Data provided
● ● ●

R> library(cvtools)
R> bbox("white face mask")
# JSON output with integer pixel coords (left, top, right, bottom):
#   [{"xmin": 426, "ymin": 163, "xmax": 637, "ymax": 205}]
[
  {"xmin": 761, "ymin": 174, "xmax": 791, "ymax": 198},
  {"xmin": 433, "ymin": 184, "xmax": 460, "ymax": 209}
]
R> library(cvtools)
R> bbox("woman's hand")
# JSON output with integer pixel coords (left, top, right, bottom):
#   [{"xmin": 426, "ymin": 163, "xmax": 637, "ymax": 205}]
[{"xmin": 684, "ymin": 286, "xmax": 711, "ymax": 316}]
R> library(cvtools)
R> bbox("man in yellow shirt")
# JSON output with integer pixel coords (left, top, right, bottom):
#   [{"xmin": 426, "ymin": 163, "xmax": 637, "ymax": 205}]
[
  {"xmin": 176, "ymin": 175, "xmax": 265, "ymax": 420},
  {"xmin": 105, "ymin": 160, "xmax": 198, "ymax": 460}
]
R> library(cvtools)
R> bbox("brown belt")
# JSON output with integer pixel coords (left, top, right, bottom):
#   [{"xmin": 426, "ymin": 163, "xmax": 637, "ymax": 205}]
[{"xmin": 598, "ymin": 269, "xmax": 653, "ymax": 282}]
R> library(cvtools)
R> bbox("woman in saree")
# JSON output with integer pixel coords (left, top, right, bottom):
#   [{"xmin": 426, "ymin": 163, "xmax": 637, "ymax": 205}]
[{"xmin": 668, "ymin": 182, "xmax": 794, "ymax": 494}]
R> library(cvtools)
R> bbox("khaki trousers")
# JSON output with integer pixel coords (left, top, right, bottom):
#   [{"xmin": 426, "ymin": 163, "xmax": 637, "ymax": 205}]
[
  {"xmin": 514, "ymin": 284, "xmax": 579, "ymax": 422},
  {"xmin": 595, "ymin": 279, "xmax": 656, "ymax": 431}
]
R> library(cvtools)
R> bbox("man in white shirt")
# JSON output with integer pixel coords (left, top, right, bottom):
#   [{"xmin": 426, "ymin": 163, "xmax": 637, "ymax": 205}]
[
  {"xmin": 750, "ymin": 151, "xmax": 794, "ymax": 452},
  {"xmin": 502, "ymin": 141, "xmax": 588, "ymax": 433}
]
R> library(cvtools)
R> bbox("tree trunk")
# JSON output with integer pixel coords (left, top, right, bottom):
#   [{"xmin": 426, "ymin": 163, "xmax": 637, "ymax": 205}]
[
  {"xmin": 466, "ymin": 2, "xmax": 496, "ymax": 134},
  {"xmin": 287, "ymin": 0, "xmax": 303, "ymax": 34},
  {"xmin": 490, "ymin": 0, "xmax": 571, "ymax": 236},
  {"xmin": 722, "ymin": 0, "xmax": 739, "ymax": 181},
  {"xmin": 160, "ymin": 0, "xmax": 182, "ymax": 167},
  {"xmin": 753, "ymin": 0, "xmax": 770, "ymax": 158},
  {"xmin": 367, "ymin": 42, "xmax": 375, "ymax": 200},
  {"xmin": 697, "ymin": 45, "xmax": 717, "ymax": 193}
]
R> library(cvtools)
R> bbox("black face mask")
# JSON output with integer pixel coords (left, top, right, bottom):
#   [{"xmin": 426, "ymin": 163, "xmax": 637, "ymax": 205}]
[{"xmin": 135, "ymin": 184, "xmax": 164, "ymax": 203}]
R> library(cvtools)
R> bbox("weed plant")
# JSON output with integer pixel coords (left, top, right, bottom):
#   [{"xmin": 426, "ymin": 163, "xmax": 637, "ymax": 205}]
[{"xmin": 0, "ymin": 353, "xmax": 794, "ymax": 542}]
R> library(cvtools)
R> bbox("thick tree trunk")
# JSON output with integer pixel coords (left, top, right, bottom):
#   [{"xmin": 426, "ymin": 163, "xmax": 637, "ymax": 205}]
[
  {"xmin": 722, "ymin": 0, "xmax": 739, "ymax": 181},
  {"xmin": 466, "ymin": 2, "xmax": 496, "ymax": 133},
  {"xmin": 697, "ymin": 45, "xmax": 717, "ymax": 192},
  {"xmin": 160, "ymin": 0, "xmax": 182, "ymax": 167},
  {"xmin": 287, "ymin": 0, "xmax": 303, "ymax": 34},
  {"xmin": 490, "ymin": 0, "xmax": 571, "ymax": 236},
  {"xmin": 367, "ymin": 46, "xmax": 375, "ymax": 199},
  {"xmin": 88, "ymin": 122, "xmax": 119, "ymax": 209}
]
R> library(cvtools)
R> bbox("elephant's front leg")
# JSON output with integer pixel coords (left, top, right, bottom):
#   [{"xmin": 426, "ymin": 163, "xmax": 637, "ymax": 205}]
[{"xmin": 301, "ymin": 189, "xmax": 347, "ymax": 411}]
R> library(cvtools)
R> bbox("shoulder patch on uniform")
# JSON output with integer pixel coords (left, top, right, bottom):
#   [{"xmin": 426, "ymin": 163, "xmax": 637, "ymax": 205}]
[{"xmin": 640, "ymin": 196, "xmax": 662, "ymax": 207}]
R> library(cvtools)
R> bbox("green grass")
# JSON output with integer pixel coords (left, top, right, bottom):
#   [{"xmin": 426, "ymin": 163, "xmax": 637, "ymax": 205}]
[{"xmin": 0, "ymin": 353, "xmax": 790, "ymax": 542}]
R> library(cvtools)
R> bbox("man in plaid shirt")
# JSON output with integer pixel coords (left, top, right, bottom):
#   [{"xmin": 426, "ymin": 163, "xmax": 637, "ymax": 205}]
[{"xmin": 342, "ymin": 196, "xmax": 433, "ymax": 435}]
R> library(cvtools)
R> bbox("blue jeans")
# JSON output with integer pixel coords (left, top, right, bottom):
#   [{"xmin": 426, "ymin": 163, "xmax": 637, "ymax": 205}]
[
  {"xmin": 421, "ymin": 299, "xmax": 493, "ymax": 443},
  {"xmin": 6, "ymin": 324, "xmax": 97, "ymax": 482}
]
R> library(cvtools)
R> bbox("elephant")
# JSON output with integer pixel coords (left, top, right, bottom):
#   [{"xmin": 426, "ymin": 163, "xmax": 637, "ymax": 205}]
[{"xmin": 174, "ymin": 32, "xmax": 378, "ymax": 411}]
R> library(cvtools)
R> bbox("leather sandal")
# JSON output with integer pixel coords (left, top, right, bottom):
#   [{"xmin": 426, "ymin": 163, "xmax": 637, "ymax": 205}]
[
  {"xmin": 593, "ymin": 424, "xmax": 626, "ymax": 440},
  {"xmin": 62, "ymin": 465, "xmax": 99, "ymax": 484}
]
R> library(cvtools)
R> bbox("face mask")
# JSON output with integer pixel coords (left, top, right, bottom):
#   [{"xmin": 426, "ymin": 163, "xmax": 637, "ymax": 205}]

● ● ●

Problem requirements
Pull out every line of the records above that contains the string "elephant", treating uppercase and lowercase letters as different.

Solution for this exercise
R> bbox("elephant's front leg")
R> bbox("elephant")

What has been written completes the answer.